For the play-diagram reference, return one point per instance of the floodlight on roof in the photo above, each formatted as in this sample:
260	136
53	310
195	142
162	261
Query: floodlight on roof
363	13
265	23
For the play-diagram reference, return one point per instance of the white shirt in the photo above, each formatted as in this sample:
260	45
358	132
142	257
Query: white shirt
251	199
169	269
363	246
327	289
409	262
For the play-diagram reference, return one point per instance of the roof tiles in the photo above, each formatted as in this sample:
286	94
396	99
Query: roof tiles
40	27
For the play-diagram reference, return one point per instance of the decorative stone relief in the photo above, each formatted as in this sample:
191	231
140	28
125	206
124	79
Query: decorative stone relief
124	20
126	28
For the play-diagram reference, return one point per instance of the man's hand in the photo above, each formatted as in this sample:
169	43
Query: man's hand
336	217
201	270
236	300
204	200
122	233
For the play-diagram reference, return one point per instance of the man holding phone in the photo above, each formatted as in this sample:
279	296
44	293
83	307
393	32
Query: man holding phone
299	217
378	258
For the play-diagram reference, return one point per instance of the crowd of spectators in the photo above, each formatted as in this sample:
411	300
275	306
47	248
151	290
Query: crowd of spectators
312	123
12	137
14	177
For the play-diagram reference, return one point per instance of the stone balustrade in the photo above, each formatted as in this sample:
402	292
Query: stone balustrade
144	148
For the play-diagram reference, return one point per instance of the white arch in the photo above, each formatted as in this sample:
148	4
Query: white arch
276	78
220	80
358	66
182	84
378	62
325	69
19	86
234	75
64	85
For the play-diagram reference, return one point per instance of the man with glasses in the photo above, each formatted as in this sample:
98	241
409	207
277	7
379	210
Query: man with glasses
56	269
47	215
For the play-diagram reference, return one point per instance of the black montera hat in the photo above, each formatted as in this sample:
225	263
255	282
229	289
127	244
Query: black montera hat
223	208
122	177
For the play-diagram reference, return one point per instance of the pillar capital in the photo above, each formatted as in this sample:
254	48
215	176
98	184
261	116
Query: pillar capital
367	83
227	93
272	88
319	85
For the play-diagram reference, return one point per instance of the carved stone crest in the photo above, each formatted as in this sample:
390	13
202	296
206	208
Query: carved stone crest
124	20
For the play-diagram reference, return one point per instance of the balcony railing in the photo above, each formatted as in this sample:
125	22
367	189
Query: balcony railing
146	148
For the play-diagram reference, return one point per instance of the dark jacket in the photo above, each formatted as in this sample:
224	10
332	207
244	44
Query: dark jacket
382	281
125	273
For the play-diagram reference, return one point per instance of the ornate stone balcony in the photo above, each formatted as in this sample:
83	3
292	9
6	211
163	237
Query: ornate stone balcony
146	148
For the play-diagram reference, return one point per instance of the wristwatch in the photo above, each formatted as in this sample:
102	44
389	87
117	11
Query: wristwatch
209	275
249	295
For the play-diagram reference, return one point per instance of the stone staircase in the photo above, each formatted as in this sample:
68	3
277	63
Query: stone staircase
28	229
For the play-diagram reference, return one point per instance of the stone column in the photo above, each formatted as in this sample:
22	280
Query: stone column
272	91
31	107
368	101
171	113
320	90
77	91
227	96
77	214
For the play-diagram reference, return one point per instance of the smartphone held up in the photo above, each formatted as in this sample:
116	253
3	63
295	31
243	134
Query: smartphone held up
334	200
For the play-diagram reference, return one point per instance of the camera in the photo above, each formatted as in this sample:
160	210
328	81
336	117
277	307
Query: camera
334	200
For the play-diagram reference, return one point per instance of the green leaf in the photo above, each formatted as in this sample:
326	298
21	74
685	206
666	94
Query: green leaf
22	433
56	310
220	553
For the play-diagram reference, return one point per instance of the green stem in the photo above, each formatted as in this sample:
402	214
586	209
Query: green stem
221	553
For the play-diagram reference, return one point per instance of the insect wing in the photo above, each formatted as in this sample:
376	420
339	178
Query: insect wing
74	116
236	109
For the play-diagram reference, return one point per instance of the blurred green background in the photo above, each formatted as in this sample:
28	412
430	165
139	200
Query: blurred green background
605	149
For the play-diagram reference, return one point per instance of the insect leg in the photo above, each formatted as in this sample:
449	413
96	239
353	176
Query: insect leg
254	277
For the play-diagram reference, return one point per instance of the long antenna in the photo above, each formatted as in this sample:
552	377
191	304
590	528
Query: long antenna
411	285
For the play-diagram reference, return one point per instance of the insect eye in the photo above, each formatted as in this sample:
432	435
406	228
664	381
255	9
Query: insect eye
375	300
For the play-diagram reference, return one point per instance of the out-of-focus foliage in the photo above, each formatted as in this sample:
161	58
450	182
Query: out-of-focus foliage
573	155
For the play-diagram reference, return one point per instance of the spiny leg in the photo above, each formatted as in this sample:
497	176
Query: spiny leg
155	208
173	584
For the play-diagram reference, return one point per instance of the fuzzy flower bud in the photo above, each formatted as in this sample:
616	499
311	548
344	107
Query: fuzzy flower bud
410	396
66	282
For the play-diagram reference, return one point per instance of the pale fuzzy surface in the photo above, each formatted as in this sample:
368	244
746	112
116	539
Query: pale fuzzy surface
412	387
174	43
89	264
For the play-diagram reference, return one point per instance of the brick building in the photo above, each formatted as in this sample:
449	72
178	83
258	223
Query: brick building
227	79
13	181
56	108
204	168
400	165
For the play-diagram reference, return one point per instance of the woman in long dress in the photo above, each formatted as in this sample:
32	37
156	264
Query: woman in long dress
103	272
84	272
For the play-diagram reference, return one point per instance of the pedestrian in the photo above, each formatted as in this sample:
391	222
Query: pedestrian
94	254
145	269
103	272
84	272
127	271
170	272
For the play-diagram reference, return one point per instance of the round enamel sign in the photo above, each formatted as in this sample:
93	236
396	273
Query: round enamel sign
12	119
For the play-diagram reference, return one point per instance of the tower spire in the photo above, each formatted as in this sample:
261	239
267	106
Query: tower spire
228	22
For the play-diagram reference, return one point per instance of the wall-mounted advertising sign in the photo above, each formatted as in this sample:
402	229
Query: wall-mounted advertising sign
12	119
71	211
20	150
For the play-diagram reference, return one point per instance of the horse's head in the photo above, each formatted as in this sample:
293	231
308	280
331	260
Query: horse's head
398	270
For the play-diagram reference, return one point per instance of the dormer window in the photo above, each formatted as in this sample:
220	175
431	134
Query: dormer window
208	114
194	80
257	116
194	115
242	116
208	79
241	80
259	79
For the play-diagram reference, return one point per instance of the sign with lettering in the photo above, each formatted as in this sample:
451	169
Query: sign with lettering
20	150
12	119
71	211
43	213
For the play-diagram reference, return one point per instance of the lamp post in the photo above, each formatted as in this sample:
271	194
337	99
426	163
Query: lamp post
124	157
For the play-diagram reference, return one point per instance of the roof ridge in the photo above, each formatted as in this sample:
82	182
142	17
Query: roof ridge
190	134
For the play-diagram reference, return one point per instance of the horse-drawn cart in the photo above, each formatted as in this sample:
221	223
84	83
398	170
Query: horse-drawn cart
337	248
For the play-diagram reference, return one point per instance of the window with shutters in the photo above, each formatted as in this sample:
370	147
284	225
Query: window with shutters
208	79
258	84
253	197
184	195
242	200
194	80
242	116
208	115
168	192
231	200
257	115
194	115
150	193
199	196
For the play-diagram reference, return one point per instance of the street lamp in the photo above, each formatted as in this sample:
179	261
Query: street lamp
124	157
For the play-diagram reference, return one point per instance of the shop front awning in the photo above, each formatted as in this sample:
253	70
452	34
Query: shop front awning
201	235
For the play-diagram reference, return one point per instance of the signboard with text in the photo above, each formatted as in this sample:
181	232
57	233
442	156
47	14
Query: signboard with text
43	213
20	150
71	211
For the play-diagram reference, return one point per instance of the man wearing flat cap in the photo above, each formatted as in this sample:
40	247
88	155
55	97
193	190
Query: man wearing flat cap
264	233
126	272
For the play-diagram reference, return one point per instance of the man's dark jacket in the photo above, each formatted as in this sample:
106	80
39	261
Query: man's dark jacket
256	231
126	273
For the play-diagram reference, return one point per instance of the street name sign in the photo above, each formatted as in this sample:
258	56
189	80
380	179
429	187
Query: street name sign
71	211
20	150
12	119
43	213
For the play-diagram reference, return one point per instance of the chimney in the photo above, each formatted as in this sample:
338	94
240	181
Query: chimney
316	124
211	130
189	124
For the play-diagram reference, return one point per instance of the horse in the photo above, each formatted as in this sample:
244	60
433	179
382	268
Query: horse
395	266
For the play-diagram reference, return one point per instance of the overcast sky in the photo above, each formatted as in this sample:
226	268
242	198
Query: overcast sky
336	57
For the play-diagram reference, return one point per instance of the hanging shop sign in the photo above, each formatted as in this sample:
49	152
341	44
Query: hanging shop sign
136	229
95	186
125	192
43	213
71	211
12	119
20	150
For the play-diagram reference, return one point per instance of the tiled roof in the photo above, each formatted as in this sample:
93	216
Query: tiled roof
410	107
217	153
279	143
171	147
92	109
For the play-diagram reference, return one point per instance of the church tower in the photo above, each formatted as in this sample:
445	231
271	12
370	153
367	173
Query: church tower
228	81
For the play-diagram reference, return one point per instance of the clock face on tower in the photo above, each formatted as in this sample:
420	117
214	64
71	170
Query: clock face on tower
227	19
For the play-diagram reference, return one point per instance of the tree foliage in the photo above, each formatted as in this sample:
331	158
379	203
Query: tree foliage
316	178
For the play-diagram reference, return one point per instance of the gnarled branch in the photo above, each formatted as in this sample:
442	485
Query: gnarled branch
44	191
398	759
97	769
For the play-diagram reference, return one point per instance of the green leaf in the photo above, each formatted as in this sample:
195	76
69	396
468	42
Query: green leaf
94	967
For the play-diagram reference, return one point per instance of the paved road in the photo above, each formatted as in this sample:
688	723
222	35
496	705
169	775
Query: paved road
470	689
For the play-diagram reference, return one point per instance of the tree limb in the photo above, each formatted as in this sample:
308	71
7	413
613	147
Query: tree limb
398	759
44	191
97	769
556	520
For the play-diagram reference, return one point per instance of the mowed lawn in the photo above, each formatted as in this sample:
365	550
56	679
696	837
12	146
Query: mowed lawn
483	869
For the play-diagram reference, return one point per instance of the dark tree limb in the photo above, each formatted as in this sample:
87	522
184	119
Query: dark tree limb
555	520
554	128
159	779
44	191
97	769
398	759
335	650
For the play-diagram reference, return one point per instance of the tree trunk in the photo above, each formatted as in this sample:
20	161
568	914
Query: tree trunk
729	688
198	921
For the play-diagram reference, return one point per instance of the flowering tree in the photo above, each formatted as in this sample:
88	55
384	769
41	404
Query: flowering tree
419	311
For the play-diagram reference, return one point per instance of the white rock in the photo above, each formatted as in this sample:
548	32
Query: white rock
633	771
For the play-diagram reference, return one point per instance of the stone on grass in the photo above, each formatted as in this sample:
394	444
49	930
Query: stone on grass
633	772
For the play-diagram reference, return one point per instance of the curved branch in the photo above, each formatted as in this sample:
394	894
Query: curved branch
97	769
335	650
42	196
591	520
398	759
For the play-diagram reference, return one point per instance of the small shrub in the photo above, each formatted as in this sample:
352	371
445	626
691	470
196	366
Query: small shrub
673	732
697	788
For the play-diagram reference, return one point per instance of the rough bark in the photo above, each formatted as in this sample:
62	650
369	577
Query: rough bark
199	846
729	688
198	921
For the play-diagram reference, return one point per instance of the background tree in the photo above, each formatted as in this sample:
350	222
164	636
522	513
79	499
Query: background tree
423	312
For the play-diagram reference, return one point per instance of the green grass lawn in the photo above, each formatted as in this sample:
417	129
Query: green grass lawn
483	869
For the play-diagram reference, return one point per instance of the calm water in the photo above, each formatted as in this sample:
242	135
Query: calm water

*Aim:*
Can you repeat the lines from the one containing "of the calm" up to and including the last line, changing "calm water" to "still water" and leaving everything else as it is?

*Correct response:*
For the play-diagram reference, return one point per instance of the still water in the photo above, each formatted as in this sample:
242	135
Query: still water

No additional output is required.